>> Start

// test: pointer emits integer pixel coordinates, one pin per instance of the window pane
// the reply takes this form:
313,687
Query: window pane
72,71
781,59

>> End

Turn every line of the listing into a JSON list of strings, one string per line, leaving out blank lines.

[
  "// test: pointer emits integer pixel coordinates, one pin per instance of the window pane",
  "// the reply takes this form:",
  "313,687",
  "Query: window pane",
  "72,71",
  "781,59"
]